Passage ::
_____

8. But the principles laid down in Sylvania's case, 1975 Bom. L.R. 380, was not followed in all the subsequent decisions. There is an important stream of decisions in which a contrary view has been taken. In K. R. Ahmed Shah v. Addl. Collector of Customs, Madras, 1981 E.L.T. 153, a Single Judge of this Court held that importation can be said to have taken place only when the goods have crossed the customs barrier and not at the moment the aircraft landed at the airport or the ship entered the territorial waters of India. Unless the goods are brought into the country for the purpose of use, enjoyment, consumption, sale or distribution and are incorporated in and got mixed up with the totality of the property in the country they cannot be said to have been imported. Otherwise, the goods in transit will be covered by the words 'imported into' or 'exported from' and that would make the air borne goods passing through India liable to confiscation or other penalties provided for under the Customs Act, as soon as the plane lands or takes off from the airport. It is the same view which has been taken by the judgment now under appeal.

_____

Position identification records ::

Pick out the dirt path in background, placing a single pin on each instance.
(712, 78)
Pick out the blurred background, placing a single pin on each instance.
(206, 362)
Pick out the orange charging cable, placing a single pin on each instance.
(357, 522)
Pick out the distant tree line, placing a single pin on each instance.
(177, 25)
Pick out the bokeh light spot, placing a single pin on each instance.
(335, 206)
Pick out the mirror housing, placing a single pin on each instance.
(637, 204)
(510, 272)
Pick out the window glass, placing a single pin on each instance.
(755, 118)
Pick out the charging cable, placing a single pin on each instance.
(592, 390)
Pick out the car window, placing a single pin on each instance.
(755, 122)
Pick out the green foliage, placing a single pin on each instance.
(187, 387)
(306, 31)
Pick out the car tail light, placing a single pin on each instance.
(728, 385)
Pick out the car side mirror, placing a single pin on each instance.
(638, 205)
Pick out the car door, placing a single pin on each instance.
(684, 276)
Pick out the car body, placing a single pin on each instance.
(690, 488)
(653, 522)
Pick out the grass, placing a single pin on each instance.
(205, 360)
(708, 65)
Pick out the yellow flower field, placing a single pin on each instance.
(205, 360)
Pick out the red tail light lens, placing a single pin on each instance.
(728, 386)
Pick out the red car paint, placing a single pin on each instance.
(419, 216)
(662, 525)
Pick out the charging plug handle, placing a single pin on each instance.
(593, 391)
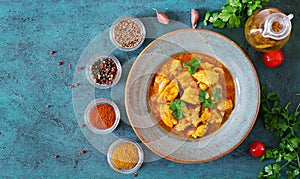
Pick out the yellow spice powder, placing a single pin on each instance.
(125, 156)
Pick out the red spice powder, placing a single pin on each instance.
(102, 116)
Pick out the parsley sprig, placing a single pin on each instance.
(192, 65)
(284, 124)
(234, 13)
(217, 94)
(207, 100)
(176, 107)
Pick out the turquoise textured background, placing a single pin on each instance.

_____

Exercise goal :: Based on the passage on importation of goods, say whether each statement agrees with it, answering yes or no and quoting the deciding words: 1. Every later decision followed the principles laid down in Sylvania's case. 2. In K. R. Ahmed Shah v. Addl. Collector of Customs, Madras, importation was held to take place only once the goods crossed the customs barrier. 3. That case was decided by a bench of several judges. The passage alone is enough here, so the data can be set aside.

Exercise output ::
1. No: "the principles laid down in Sylvania's case, 1975 Bom. L.R. 380, was not followed in all the subsequent decisions."
2. Yes: "importation can be said to have taken place only when the goods have crossed the customs barrier"
3. No: "a Single Judge of this Court held"